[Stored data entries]
-- Opening Marker --
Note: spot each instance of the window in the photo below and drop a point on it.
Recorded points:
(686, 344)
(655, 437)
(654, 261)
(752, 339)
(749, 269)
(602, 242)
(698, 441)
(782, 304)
-- Closing Marker --
■ **PROBLEM DESCRIPTION**: Every line above needs to be repeated exactly as shown.

■ **REPLY**:
Note: spot each instance of the window in the photo below and drop a point on it.
Recorded points:
(686, 344)
(655, 437)
(654, 261)
(752, 339)
(749, 269)
(602, 242)
(698, 441)
(782, 304)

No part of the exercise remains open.